══ Text segment

From Monument to Masses was a politically charged post-rock band which was founded in San Francisco in late 2000. They have released four albums to date, the latest full-length of which was released through Dim Mak on March 10, 2009. They played their final show on August 28, 2010, at the Great American Music Hall in San Francisco, California.

==Overview==
From Monument to Masses is an instrumental post-rock power trio composed of Francis Choung (drums, keys, programming), Sergio Robledo-Maderazo (bass, keys, samples), and Matthew Solberg (guitar, loops). From Monument To Masses is officially a "bi-coastal" band with two members living in the California Bay Area (Robledo-Maderazo, Solberg) and one residing in New York City (Choung). The band formed in 2000 in the San Francisco area, and eventually signed to Dim Mak Records in 2002. The band's first album, From Monument To Masses, was initially intended to be a demo recording to find a label; however, when Dim Mak's label owner Steve Aoki, who was also a long-time friend of Robledo-Maderazo from the Southern California Hardcore scene and his UCSB classmate, heard the recording, he signed the band and decided to release it as an eponymous debut LP.

════
══ Excerpted data

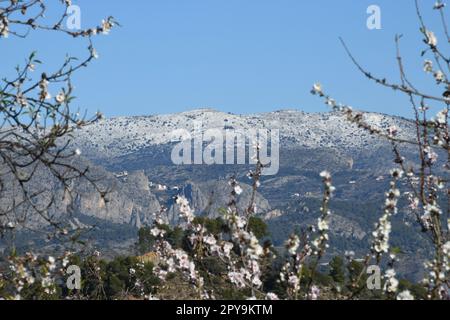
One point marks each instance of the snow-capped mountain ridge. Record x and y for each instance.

════
══ Excerpted data

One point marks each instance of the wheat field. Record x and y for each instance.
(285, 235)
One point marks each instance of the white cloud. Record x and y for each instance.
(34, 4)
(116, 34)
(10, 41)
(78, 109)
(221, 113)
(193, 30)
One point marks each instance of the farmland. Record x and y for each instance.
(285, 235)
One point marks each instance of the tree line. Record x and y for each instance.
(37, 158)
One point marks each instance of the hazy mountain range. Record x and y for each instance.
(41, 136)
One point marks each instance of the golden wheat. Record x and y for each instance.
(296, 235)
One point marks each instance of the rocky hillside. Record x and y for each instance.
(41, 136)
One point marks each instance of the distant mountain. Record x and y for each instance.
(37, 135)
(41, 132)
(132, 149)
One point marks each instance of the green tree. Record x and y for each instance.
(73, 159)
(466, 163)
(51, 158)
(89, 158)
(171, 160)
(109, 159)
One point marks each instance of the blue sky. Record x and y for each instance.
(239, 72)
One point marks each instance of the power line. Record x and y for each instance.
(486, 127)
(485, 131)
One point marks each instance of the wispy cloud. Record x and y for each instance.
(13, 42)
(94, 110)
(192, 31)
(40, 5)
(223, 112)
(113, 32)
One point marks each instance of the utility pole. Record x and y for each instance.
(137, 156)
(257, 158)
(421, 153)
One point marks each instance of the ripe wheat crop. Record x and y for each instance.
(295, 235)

════

◆ **Requirement**: Resume the text about the post-rock band From Monument to Masses from where it stops. The records are separate material, unrelated to the text about the band.

◆ **Reply to the exercise**:
The band name is a challenge to the "Great man theory" and a call for a paradigm shift. Rather than subscribe to the notion that "highly influential individuals" to whom monuments are built shape historical developments, the band name posits that it is actually the masses struggling for change who make history. In several interviews, that band has cited the American Civil Rights Movement as an example and note the hard work of hundreds of organizers that often gets overshadowed in history books by admittedly important individuals. The band members have often explained in interviews that their music is only one expression of their respective politics. Each member has been involved with various organizations throughout the life of the band, including the League of Filipino Students-SFSU, Challenging White Supremacy, Kalayaan School for Equity, BAYAN USA, and others.

==Members==
- Francis Choung - drums, keys, programming
- Sergio Robledo-Maderazo - bass, keys, samples
- Matthew Solberg - guitar, loops

==Discography==

===Albums===
- From Monument To Masses (album)|From Monument To Masses (2002)
- The Impossible Leap in One Hundred Simple Steps (2003)
- Schools of Thought Contend (December 31, 2005)
- On Little Known Frequencies (March 10, 2009)

===Singles===
- "Beyond God & Elvis" (2008)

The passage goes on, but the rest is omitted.